You are viewing a plain text version of this content. The canonical link for it is here.
Posted to dev@spark.apache.org by Michel Sumbul <mi...@gmail.com> on 2020/06/29 09:34:58 UTC

Re: Spark 3 pod template for the driver

Hello,

Adding the dev mailing list maybe there is someone here that can help to
have/show a valid/accepted pod template for spark 3?

Thanks in advance,
Michel


Le ven. 26 juin 2020 à 14:03, Michel Sumbul <mi...@gmail.com> a
écrit :

> Hi Jorge,
> If I set that in the spark submit command it works but I want it only in
> the pod template file.
>
> Best regards,
> Michel
>
> Le ven. 26 juin 2020 à 14:01, Jorge Machado <jo...@me.com> a écrit :
>
>> Try to set spark.kubernetes.container.image
>>
>> On 26. Jun 2020, at 14:58, Michel Sumbul <mi...@gmail.com> wrote:
>>
>> Hi guys,
>>
>> I try to use Spark 3 on top of Kubernetes and to specify a pod template
>> for the driver.
>>
>> Here is my pod manifest or the driver and when I do a spark-submit with
>> the option:
>> --conf
>> spark.kubernetes.driver.podTemplateFile=/data/k8s/podtemplate_driver3.yaml
>>
>> I got the error message that I need to specify an image, but it's the
>> manifest.
>> Does my manifest file is wrong, How should it look like?
>>
>> Thanks for your help,
>> Michel
>>
>> --------
>> The pod manifest:
>>
>> apiVersion: v1
>> kind: Pod
>> metadata:
>>   name: mySpark3App
>>   labels:
>>     app: mySpark3App
>>     customlabel/app-id: "1"
>> spec:
>>   securityContext:
>>     runAsUser: 1000
>>   volumes:
>>     - name: "test-volume"
>>       emptyDir: {}
>>   containers:
>>     - name: spark3driver
>>       image: mydockerregistry.example.com/images/dev/spark3:latest
>>       instances: 1
>>       resources:
>>         requests:
>>           cpu: "1000m"

WRITTEN INSTRUCTION 1 — In the listing, change "exercise" to "activity" in the lines from the one containing "the white facade" up to and including the last line of the listing, keeping everything else the same. Return only those lines.

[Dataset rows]
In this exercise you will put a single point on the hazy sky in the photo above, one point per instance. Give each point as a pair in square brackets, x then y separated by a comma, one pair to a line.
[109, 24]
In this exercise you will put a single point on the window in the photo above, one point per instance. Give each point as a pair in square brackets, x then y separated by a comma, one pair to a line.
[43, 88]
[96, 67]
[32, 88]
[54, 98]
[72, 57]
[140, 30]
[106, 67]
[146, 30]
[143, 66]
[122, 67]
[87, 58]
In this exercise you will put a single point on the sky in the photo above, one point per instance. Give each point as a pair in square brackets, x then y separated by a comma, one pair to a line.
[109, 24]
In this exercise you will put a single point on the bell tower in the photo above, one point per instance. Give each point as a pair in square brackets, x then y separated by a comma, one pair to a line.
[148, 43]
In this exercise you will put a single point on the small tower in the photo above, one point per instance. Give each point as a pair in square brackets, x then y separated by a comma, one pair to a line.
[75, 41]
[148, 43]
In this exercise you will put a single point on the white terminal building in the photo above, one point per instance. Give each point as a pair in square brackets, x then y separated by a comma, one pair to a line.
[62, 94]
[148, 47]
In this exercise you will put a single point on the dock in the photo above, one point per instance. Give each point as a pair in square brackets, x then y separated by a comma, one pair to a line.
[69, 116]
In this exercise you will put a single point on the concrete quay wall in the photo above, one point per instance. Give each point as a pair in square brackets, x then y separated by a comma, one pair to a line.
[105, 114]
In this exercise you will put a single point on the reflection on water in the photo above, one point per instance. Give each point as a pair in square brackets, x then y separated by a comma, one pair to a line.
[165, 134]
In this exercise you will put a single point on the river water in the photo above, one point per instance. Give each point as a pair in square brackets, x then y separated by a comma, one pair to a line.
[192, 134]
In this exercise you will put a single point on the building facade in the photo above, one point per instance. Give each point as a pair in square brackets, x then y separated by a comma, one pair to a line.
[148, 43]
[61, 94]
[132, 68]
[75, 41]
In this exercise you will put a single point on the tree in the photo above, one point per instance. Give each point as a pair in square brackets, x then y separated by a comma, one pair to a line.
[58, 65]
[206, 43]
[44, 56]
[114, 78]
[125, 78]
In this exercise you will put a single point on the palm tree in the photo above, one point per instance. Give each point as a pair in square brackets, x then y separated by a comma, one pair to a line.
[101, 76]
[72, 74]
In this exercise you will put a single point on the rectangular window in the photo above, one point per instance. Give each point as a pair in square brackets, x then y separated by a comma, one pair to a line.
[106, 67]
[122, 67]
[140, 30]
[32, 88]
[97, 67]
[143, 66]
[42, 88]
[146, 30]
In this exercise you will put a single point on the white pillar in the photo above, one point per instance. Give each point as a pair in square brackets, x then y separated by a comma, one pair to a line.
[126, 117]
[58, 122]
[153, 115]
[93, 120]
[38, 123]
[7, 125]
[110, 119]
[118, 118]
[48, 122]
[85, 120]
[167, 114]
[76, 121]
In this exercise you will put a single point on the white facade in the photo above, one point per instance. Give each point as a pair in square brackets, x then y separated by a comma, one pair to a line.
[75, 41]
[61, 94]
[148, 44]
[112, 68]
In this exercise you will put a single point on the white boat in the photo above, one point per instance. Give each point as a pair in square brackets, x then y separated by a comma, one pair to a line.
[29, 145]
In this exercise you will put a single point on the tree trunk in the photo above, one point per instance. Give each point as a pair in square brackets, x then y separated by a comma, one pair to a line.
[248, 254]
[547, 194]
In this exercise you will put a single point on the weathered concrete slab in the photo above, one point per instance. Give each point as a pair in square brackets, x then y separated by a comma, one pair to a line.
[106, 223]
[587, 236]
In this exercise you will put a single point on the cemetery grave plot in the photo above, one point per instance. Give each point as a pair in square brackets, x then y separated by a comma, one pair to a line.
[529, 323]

WRITTEN INSTRUCTION 2 — Reproduce the Spark pod template thread word for word from "Le ven. 26 juin 2020 à 14:03, Michel" up to and including "pod template file.".

REPLY 1 —
In this activity you will put a single point on the white facade in the photo above, one point per instance. Give each point as a pair in square brackets, x then y separated by a comma, one pair to a line.
[75, 41]
[61, 94]
[148, 44]
[112, 68]
In this activity you will put a single point on the white boat in the photo above, one point per instance. Give each point as a pair in square brackets, x then y separated by a comma, one pair to a line.
[29, 145]
In this activity you will put a single point on the tree trunk in the photo above, one point per instance. Give each point as a pair in square brackets, x then y separated by a comma, one pair to a line.
[248, 254]
[547, 194]
In this activity you will put a single point on the weathered concrete slab in the photo above, one point per instance. Give each point as a pair in square brackets, x then y separated by a comma, one pair to a line.
[106, 223]
[587, 236]
In this activity you will put a single point on the cemetery grave plot in the photo above, one point per instance. Give each point as a pair in square brackets, x then y separated by a comma, one pair to a line.
[529, 323]

REPLY 2 —
Le ven. 26 juin 2020 à 14:03, Michel Sumbul <mi...@gmail.com> a
écrit :

> Hi Jorge,
> If I set that in the spark submit command it works but I want it only in
> the pod template file.